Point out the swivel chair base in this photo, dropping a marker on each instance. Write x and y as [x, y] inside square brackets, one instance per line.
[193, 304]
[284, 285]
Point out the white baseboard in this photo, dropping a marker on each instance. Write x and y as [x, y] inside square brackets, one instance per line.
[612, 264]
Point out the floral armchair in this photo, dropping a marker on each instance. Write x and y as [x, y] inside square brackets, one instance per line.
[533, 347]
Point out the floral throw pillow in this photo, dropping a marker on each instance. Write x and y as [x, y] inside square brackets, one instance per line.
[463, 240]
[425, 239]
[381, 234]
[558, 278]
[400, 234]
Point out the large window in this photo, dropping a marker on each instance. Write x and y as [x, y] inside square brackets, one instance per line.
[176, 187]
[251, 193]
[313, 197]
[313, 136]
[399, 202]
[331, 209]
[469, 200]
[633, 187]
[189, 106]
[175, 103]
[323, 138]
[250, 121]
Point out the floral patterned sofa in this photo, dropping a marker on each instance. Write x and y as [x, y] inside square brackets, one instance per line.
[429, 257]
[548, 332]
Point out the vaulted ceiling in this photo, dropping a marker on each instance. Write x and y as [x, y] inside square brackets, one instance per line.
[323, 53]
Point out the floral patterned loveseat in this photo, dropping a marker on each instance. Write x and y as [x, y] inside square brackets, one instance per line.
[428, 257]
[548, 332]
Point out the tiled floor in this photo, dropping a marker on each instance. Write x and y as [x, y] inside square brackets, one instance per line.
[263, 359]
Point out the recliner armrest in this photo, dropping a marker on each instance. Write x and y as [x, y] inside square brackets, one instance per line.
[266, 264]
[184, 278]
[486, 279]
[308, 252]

_Exercise_
To complete this exercise, set down every line above exactly once more.

_Written solution_
Point out the swivel chair base in this photo, dropping a marker on each instance. Write x and y as [x, y] inside square brackets, one instance per line.
[193, 304]
[284, 285]
Point out the white baseboard in this photo, dropping a marker on each instance. Write x and y as [x, y] inside square brackets, one instance per line.
[612, 264]
Point out the floral armchair in this photo, dropping a marker on each instance. Write x and y as [x, y] inside square brackets, one instance per line.
[533, 347]
Point out the floral throw pillow in this photo, dropping a marker on each instance. Write x and y as [x, y] inside square brackets, one instance per line.
[463, 240]
[425, 239]
[381, 234]
[558, 278]
[400, 234]
Point out the large window in this photo, dropping a marker on each instance. Write x and y as [x, y] inside square brackets, one instance per line.
[176, 187]
[251, 193]
[313, 197]
[313, 136]
[399, 202]
[331, 209]
[469, 200]
[633, 187]
[189, 106]
[175, 103]
[323, 138]
[250, 121]
Point out the floral patterned sofa in this photo, dropping a marker on each instance. Write x and y as [x, y] inside square brackets, one instance per line.
[429, 257]
[548, 332]
Point out the vaulted ceiling in this photo, dropping a marker on each instance. Write x and y as [x, y] inside square brackets, one instance per line.
[323, 53]
Point out the floral patterned loveseat in this photo, dropping a marker on each instance. Write x and y as [x, y] inside square brackets, one instance per line.
[428, 257]
[548, 332]
Point out the tiled floor in this photo, dropping a marker on each instance. Write x and y as [x, y] inside square brackets, one instance per line.
[263, 359]
Point out the recliner armrest in this photo, dropping a marker on each instance. Write x and y as [x, y] inside square brackets, one instance per line.
[266, 264]
[184, 278]
[486, 279]
[308, 252]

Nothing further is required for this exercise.